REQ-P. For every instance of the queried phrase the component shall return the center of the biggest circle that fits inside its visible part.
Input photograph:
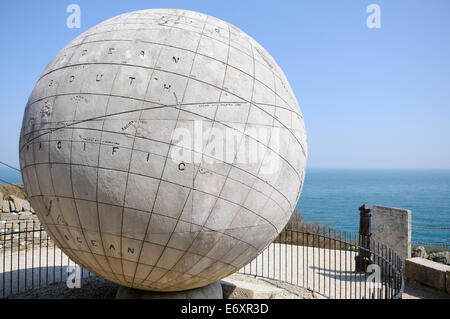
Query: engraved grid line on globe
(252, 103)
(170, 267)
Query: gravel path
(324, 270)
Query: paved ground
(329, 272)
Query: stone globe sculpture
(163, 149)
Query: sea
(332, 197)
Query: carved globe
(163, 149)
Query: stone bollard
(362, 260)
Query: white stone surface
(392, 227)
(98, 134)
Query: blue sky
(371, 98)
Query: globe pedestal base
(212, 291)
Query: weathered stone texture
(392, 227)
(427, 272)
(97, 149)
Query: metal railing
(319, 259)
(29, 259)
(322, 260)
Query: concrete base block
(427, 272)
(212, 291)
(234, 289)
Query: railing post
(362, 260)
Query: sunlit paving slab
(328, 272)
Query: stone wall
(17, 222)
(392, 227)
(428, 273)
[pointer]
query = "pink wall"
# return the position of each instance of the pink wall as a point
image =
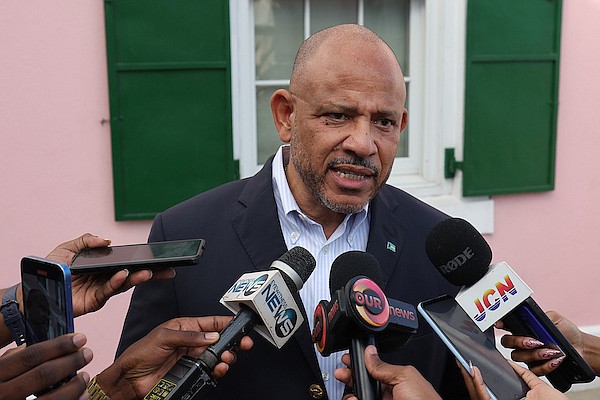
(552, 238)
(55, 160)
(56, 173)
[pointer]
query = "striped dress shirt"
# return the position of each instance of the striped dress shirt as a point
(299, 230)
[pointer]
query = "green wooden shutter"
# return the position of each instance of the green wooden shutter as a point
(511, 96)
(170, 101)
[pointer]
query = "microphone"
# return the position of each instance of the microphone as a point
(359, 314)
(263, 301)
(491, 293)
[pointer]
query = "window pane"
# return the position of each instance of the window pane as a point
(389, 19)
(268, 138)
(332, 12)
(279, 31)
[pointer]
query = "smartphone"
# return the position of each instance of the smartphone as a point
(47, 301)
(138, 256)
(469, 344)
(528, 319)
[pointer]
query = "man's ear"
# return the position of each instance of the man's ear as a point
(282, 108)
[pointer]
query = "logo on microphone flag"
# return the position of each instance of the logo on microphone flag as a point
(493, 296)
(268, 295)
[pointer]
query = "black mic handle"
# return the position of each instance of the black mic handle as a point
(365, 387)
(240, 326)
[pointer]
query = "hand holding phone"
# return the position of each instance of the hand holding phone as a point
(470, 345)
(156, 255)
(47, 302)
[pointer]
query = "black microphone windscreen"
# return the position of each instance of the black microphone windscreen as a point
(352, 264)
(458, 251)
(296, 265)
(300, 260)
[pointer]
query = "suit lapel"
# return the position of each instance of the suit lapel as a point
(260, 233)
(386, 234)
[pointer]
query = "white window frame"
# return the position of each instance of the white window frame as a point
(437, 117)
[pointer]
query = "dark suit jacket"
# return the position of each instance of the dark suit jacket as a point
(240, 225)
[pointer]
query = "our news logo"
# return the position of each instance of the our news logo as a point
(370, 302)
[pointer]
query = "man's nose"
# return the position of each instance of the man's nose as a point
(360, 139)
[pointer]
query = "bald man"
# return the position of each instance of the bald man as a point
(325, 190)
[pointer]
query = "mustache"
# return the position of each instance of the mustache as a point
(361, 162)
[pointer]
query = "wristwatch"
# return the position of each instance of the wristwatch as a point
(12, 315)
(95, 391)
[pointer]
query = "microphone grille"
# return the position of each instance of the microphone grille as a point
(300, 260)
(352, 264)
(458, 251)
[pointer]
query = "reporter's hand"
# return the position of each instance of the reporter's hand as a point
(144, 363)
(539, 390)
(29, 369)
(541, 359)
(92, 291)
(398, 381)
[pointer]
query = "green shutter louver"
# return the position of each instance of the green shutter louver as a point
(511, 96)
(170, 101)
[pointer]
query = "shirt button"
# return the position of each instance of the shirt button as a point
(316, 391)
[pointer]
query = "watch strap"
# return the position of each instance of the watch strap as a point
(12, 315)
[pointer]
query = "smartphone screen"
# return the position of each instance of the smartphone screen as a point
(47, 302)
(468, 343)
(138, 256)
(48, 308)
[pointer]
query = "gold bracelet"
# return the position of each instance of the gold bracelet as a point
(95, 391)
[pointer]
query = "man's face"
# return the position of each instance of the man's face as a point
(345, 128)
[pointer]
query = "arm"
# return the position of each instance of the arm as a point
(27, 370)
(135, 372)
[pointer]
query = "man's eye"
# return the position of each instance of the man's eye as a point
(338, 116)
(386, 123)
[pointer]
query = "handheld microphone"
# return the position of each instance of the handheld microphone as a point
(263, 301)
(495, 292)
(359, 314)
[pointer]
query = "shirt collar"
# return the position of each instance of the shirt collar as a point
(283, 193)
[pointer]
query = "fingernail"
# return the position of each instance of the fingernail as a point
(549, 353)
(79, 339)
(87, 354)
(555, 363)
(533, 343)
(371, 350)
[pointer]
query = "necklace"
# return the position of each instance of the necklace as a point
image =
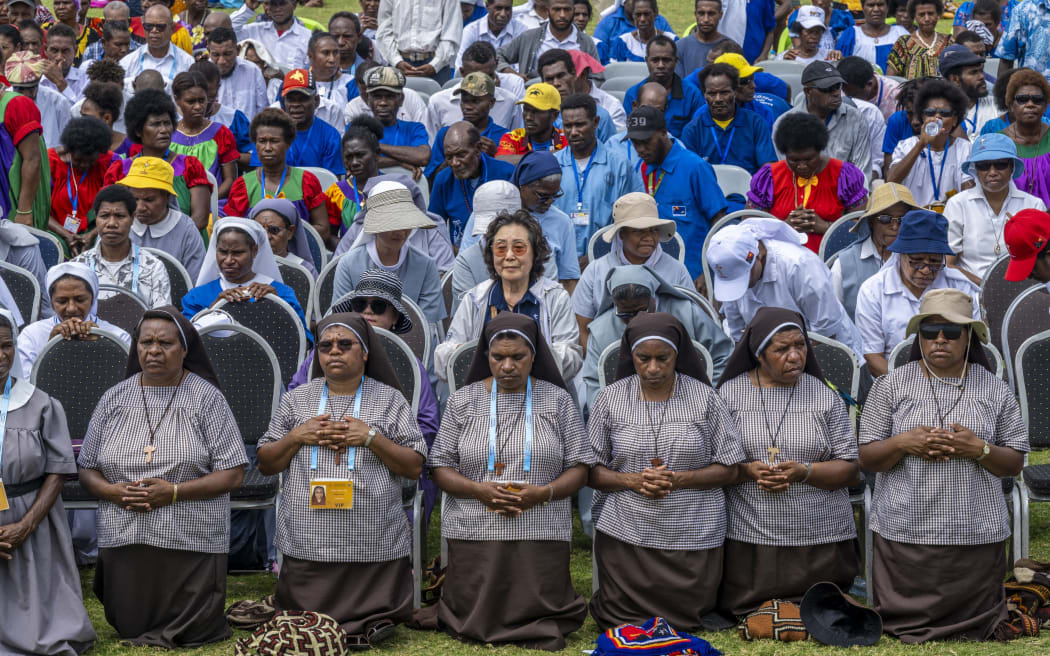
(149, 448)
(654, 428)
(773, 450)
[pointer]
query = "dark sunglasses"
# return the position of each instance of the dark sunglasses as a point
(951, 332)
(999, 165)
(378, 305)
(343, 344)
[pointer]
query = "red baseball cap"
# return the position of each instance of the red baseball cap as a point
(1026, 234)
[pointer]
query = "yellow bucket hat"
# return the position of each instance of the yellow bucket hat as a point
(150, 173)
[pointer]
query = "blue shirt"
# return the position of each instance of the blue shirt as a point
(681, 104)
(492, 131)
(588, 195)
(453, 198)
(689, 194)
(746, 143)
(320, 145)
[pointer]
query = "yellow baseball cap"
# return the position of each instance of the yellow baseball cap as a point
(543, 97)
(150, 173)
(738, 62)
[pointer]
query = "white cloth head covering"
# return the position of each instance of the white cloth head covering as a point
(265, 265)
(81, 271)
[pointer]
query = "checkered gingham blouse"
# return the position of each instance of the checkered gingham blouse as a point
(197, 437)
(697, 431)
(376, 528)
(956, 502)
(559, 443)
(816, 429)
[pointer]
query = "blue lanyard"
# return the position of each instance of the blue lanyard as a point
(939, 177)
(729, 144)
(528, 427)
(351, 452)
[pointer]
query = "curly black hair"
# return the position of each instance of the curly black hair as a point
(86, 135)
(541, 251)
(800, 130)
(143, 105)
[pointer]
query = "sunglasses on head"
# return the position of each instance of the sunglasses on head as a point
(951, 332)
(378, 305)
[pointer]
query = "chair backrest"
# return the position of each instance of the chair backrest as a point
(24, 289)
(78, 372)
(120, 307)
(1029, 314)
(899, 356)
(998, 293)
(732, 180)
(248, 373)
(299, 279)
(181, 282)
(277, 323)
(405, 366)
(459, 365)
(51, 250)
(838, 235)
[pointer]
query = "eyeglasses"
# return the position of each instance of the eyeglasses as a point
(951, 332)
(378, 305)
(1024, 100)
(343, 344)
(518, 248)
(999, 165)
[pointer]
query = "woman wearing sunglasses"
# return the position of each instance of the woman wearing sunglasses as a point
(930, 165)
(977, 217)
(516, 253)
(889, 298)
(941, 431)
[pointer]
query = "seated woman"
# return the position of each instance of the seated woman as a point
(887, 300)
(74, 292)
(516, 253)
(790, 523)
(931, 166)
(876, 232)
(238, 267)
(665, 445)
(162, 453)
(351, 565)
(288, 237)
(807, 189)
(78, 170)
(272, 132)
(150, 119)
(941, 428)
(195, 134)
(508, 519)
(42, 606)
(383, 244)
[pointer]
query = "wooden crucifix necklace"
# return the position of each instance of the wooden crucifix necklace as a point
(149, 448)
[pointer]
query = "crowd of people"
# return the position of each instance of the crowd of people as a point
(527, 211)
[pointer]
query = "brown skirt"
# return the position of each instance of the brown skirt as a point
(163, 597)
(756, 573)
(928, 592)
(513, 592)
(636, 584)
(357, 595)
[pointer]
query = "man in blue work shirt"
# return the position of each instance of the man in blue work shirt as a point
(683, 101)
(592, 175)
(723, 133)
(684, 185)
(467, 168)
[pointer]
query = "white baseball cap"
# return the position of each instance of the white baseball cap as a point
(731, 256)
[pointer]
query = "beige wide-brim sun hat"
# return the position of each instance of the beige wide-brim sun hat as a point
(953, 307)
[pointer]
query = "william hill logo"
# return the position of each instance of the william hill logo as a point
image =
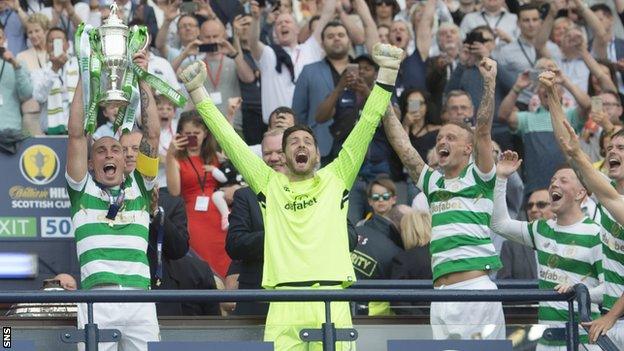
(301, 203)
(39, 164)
────────────────
▸ **What the task requires**: From the listing above, copy out every line that contains the string "wearing". Case counts.

▸ **Written answer**:
query = "woman wearing sunglasses"
# return the position of each instance of the woman wearing sunglasses as a point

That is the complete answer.